Thursday, February 14, 2013

When The Legend Became Fact - The True Life of John Wayne author decries “deification” of actor as distortion of history


The author of When The Legend Became Fact - The True Life of John Wayne says the deification of the author is distorting history.
“Go to the magazine rack at your favorite book store,” Richard Jensen said recently, “and go to the ‘Western lifestyle’ section and you’ll see glossy magazine covers with John Wayne there every month. Inside these publications you will read glowing articles about the Duke’s life that border on deification of the actor.”
Jensen said the magazines depict Wayne as the quintessential heroic American, a true-life hero. “They glorify his image as the perfect American man, the perfect American father, the perfect American idol.”
“These magazines sell this image to an adoring public for a profit. They gloss over the truth – that the John Wayne image on screen was markedly different from the man himself.”
Jensen’s book is a tersely written expose on the actors private life of drinking, womanizing, bullying of family, friends and co-workers, and covers in detail Wayne’s insecurities and his inability to relate to women – a result of abuse he suffered from his mother as a child.
“Now the Wayne estate, i.e. Duke’s surviving children, have a vested interest in this. Duke’s image is licensed on thousands of products and they’ve just released a glowingly positive book about their dad. That’s fine, and wonderful, but these magazines are heralding that book and ignoring mine because my book will cut into their bottom line.
“God forbid someone prints the truth about a favorite actor,” Jensen laughed. “The problem is, it’s not the truth and the public doesn’t realize they’re being sold a fantasy.”
When The Legend Became Fact - The True Life of John Wayne continues to sell briskly, according to its Nashville-based publisher, Raymond Street Publishers, LLC. This, despite a push from the Wayne faction to squelch the book.
A recent defection from that wall of denial came from a Wayne insider.
Brian Downes, the director of the John Wayne Museum in Winterset, Iowa posted a highly negative review of the book as soon as it was released. When other critics quibbled with Downes’ negative review, and it was revealed Downes hadn’t actually read the book, Downes retracted his comments and said, “I'm nearly finished with the book and I've come to like it very much.” He added that the book had what he felt were factual errors,  but it was “enjoyable nonetheless.”
Jensen said readers want to know the true story of famous people, warts and all.
“People are interested in the true history,” Jensen said. “They don’t want the spin. They want to know the truth.
“The truth is John Wayne is a hero in real life. When he survived lung cancer surgery he changed the way the world looks at the disease. He raised millions for cancer research and now, long after his death, his John Wayne Cancer Center in California is continuing to break new ground in the treatment of cancer and the search for a cure.”

---------------

Apply what you read:
a. Decide whether each statement agrees with the article on Richard Jensen's John Wayne book. Answer yes or no, and quote the deciding words. (i) The book's publisher is based in Nashville. (ii) Brian Downes had read the book before he posted his negative review. (iii) Jensen points readers to the "Western lifestyle" section of the magazine rack.
b. Answer these questions from the article on Richard Jensen's John Wayne book.
(i) In what town and state is the John Wayne Museum?
(ii) What disease did Wayne survive after surgery?
(iii) In what state is the John Wayne Cancer Center?
c. Write out everything from "Jensen’s book is" down to "as a child." in the article on Richard Jensen's John Wayne book.

---------------

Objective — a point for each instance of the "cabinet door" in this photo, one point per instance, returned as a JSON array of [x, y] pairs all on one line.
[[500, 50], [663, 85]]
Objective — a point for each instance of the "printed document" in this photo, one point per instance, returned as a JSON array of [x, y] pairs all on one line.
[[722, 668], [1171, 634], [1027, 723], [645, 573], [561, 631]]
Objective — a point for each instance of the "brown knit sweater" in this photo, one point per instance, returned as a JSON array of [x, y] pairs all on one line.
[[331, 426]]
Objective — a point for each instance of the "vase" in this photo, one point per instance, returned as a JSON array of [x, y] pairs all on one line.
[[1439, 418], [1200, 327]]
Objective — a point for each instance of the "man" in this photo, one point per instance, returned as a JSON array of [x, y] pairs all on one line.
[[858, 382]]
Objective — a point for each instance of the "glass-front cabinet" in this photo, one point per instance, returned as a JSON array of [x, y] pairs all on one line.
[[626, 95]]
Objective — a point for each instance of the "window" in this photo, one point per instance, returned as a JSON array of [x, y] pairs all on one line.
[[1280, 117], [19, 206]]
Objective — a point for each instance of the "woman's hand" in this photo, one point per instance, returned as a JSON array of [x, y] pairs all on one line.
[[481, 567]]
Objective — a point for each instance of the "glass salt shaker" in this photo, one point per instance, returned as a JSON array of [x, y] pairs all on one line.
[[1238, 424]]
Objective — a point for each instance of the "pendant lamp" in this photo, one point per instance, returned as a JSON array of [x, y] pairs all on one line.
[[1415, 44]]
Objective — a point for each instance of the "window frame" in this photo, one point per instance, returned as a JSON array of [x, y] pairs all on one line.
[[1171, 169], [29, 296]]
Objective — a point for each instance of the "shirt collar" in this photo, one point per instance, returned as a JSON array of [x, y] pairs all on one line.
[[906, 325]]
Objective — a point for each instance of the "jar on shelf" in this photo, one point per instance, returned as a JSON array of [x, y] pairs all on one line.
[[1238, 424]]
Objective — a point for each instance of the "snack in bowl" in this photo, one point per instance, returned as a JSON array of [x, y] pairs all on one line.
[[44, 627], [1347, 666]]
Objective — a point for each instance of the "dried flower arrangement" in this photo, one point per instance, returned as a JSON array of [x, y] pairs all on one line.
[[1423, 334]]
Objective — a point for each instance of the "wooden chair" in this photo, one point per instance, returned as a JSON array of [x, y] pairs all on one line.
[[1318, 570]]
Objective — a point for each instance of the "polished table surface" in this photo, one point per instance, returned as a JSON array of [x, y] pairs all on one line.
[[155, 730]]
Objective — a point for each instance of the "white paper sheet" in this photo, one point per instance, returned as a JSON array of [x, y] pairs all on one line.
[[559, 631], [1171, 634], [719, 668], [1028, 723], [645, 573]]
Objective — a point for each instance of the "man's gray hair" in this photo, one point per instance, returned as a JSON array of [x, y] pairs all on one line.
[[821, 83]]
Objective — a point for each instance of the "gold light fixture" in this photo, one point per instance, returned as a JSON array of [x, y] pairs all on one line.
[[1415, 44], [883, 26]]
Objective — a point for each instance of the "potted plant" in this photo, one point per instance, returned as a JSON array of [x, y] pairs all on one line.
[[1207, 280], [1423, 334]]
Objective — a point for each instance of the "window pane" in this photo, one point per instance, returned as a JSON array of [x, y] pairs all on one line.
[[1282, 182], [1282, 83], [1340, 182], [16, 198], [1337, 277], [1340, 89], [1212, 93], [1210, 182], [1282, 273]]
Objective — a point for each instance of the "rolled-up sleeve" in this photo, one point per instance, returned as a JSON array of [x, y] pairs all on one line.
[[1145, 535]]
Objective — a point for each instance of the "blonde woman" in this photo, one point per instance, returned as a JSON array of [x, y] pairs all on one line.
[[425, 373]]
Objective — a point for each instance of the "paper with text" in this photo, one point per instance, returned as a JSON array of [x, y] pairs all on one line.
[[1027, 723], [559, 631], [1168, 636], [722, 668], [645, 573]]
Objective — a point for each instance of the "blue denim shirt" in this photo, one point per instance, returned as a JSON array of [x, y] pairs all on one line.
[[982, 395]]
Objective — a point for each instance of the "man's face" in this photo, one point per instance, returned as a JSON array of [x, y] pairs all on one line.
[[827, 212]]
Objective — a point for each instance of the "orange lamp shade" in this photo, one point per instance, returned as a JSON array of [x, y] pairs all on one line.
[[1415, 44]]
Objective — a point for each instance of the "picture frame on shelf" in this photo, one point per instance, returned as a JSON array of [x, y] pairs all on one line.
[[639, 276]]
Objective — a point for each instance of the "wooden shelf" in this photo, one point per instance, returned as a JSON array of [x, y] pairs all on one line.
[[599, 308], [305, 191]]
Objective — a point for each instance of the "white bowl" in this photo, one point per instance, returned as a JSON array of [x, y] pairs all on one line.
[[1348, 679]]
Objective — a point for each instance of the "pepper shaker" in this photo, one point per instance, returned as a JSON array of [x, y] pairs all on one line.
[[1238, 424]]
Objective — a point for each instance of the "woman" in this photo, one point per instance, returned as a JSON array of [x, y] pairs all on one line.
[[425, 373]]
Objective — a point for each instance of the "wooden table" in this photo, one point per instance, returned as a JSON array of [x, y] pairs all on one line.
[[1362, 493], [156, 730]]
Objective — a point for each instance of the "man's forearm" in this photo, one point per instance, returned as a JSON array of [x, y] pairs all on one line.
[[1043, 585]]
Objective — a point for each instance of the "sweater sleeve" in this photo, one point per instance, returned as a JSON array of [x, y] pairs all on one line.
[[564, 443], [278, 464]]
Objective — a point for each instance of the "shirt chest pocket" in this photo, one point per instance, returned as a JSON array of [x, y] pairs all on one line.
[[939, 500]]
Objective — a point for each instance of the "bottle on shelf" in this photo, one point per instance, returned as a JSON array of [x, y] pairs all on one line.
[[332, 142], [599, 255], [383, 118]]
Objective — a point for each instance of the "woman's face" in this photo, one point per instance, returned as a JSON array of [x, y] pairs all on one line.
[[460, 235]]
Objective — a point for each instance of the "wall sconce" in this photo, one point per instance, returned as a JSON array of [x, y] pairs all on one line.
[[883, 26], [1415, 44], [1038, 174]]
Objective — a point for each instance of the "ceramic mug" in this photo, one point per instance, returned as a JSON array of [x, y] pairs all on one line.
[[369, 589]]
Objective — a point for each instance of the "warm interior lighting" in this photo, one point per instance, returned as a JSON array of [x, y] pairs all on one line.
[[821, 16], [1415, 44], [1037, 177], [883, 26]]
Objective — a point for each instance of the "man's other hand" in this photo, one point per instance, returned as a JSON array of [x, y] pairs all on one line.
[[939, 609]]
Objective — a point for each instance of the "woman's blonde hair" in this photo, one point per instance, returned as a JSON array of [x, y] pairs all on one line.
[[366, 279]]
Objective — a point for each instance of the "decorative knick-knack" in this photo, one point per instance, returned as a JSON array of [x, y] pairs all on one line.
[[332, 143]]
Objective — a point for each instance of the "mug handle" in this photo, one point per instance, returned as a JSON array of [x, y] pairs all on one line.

---------------

Answer set:
a.
(i) Yes: "its Nashville-based publisher, Raymond Street Publishers, LLC"
(ii) No: "it was revealed Downes hadn’t actually read the book"
(iii) Yes: "go to the ‘Western lifestyle’ section"

b.
(i) Winterset, Iowa
(ii) Lung cancer
(iii) California

c.
Jensen’s book is a tersely written expose on the actors private life of drinking, womanizing, bullying of family, friends and co-workers, and covers in detail Wayne’s insecurities and his inability to relate to women – a result of abuse he suffered from his mother as a child.